Data supplied:
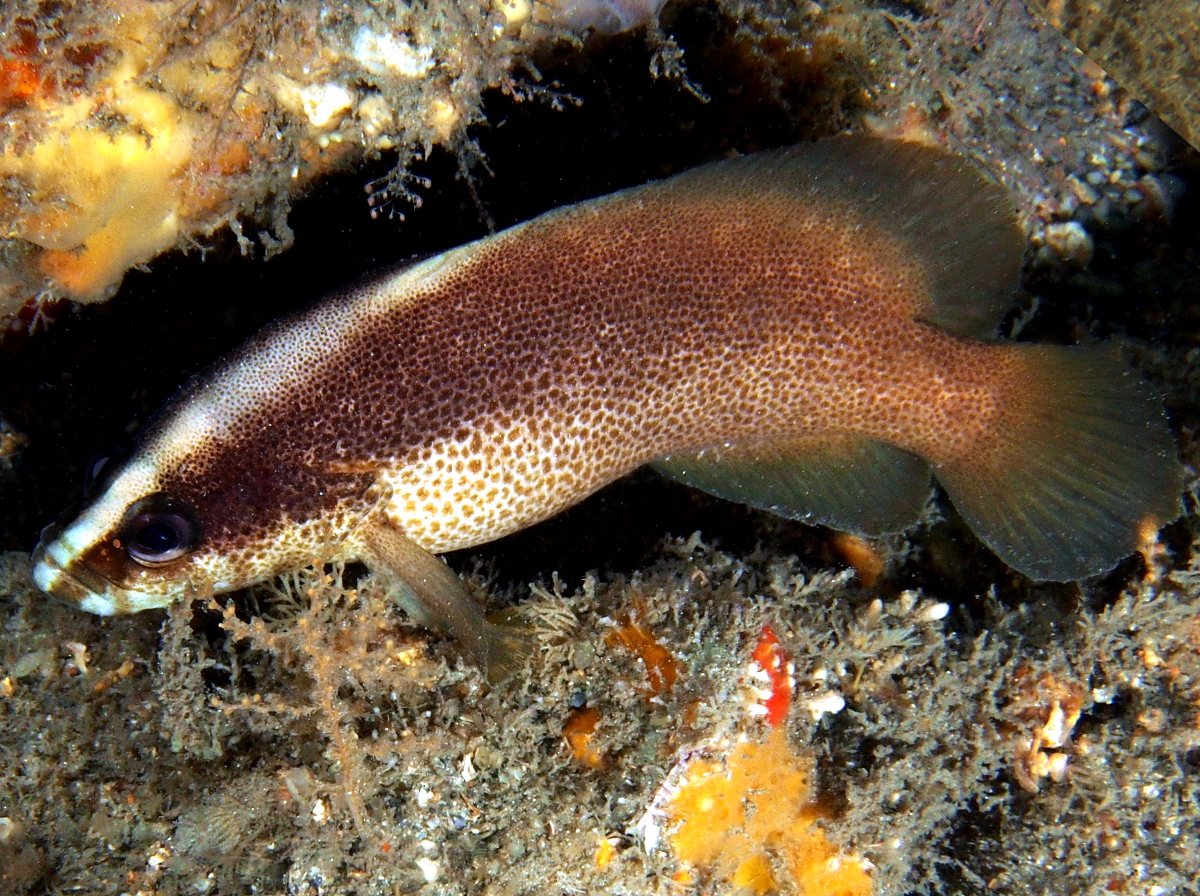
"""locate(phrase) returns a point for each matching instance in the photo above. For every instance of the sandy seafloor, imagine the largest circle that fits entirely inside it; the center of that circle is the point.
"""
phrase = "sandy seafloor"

* * *

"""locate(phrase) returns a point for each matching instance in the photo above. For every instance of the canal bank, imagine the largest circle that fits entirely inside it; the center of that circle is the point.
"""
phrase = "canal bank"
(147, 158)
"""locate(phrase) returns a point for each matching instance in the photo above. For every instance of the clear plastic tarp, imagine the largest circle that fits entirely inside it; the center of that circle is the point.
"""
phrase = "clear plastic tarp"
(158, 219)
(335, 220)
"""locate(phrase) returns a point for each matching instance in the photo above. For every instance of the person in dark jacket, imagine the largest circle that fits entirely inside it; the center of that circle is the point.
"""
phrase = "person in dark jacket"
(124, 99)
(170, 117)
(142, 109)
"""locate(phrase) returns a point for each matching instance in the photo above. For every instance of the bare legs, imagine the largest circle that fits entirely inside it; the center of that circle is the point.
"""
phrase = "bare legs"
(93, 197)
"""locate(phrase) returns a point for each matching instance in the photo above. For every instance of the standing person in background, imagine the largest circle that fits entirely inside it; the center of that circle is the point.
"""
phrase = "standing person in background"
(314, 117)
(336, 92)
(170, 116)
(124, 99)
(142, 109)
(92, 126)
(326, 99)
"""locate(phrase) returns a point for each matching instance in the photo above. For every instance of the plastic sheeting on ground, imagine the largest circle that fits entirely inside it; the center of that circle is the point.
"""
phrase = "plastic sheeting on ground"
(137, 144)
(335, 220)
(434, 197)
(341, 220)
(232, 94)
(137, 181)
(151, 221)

==

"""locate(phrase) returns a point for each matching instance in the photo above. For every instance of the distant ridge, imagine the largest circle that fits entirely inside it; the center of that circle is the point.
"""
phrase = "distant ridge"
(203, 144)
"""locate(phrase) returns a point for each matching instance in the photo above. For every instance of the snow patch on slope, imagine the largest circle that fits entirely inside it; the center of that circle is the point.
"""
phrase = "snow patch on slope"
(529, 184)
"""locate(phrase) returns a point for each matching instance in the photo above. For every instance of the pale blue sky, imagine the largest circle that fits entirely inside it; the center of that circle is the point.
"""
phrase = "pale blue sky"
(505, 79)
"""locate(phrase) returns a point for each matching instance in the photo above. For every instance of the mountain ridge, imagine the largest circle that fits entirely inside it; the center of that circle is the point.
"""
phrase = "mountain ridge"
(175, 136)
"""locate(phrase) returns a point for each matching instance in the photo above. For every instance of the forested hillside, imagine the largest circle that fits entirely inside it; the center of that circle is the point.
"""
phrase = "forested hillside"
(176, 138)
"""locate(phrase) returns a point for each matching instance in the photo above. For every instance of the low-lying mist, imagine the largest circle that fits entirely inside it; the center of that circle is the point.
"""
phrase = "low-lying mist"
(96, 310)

Exercise brief:
Collect each line of the items above that contains the word "plastic", and copy it without changes.

Correct answer:
"""locate(phrase) returns a point for each matching instance in the photo above. For every instance of the clear plastic tarp, imagine the largest circle that fits entirely inside it; the center of that circle is the point.
phrase = "clear plastic tarp"
"""locate(phrase) returns a point for each matching instance in the photo above. For every instance of the plastic sheeting on ground, imagine the largest circle that fits entirely inside it; the center of that circle is the point.
phrase = "plastic sheeting on ground"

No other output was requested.